[Records excerpted from a collection]

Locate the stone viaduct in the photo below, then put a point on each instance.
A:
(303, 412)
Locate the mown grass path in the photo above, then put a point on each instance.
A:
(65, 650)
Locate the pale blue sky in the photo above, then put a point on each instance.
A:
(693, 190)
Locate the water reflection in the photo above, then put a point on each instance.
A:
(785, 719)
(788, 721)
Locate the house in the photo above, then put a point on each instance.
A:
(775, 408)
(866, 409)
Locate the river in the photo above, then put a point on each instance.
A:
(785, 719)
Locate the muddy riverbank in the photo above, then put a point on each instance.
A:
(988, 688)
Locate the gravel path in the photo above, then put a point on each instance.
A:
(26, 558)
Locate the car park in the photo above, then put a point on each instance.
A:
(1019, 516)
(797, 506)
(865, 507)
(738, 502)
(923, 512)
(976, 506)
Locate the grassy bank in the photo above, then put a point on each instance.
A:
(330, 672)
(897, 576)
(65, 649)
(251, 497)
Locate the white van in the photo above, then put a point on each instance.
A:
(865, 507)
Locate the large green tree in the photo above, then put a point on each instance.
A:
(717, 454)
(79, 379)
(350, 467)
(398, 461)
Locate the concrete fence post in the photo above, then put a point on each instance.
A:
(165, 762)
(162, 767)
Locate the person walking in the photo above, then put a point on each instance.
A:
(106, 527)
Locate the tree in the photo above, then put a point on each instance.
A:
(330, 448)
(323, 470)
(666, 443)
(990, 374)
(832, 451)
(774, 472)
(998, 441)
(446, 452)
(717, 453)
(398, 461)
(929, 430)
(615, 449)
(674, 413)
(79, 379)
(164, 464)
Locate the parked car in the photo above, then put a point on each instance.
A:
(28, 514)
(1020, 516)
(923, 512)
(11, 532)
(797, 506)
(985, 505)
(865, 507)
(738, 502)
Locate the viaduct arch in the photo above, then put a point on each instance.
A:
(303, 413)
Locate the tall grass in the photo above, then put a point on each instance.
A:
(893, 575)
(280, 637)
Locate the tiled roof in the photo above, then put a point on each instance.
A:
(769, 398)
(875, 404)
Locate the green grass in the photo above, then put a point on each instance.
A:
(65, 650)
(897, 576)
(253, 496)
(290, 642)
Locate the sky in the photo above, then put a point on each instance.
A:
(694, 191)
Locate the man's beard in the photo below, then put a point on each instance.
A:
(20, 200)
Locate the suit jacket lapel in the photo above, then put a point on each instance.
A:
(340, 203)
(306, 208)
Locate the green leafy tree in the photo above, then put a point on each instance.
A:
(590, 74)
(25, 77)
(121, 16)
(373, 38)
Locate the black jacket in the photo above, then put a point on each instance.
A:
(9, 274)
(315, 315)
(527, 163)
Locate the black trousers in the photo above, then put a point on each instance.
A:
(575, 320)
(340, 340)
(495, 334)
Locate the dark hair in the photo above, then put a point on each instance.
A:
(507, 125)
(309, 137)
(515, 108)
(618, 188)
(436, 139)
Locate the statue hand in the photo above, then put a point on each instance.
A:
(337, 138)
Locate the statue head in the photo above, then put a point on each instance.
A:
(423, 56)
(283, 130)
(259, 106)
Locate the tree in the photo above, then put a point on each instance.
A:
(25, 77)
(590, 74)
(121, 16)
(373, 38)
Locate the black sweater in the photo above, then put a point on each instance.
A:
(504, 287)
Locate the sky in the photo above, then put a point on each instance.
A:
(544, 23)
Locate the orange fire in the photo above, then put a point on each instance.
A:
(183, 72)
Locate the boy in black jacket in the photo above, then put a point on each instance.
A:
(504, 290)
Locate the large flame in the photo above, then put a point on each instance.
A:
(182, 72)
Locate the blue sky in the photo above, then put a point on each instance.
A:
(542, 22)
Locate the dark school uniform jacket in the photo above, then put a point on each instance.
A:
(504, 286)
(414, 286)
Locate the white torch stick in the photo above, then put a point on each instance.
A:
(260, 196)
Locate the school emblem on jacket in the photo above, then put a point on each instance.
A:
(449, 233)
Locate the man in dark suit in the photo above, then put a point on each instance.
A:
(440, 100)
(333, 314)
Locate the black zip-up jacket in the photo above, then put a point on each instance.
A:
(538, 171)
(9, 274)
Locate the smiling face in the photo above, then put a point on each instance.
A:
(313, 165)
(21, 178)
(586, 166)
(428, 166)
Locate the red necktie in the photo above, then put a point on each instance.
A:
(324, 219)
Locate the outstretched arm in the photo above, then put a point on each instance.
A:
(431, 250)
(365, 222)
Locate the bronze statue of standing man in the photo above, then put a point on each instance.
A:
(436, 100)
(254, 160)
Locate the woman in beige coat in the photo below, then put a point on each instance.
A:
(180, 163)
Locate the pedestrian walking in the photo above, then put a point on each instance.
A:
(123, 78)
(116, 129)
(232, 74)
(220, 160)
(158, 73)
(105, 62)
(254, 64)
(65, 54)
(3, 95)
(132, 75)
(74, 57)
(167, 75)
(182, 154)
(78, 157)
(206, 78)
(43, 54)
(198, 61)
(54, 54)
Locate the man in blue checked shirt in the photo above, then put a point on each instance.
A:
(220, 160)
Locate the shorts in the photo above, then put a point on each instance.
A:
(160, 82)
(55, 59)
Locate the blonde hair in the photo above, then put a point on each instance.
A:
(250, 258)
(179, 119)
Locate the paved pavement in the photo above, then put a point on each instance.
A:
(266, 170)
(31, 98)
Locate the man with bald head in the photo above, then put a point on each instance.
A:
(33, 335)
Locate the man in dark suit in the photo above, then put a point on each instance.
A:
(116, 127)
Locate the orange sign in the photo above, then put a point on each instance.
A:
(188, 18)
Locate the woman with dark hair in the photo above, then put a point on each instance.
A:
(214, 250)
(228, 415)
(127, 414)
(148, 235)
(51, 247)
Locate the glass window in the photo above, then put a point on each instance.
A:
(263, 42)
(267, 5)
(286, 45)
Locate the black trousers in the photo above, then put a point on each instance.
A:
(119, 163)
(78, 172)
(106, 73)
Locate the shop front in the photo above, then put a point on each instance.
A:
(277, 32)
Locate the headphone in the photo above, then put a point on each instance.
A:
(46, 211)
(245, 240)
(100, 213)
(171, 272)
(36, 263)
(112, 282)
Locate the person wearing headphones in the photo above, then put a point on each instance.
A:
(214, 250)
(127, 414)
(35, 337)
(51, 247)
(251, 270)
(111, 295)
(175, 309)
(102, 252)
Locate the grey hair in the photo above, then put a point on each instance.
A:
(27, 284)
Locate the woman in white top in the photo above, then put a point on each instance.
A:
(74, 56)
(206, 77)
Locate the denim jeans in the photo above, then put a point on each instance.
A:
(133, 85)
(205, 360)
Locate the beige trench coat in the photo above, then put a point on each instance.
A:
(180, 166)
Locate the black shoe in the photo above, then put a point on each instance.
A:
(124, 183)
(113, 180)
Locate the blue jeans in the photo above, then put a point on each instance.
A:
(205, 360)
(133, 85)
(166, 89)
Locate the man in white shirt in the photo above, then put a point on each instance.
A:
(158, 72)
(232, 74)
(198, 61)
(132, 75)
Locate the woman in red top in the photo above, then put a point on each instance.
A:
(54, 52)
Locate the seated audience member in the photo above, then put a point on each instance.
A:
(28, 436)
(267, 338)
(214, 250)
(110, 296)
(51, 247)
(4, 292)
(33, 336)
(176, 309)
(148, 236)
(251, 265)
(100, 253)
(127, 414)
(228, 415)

---

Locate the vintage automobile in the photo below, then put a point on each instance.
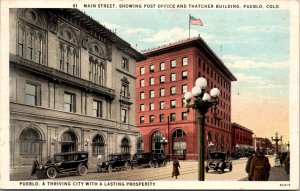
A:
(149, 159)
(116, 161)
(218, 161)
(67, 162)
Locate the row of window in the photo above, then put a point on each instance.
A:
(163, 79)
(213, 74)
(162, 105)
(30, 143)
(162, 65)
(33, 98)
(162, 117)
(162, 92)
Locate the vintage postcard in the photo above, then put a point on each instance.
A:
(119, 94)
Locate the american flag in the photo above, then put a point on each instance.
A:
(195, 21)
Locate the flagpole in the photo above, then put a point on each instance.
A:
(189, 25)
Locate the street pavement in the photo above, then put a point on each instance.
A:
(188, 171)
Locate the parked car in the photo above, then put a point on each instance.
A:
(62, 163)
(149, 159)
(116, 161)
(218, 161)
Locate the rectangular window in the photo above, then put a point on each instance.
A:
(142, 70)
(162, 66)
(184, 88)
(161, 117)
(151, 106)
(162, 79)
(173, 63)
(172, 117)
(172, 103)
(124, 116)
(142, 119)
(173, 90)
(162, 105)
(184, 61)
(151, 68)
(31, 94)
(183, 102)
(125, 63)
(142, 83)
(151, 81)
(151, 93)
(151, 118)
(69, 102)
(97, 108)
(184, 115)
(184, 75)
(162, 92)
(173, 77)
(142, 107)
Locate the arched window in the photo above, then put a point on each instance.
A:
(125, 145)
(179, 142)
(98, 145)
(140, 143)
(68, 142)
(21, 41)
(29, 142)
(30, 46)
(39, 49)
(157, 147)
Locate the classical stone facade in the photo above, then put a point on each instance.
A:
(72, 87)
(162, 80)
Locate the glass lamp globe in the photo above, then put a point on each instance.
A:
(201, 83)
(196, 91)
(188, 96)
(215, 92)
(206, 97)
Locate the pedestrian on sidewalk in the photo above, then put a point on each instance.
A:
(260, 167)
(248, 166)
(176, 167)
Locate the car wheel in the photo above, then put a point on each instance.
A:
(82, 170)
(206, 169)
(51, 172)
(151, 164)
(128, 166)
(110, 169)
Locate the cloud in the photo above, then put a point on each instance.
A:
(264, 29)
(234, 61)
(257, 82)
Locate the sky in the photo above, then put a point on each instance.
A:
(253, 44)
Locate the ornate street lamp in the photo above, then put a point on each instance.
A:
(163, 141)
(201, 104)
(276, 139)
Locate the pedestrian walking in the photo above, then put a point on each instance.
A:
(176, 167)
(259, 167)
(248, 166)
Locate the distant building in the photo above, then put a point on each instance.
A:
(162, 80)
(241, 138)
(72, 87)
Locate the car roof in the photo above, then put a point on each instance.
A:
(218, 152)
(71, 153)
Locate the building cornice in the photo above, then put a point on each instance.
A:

#### Your goal:
When a line in the records contains the string "jacket", it counts; state how many lines count, with no other words.

#### Task response:
6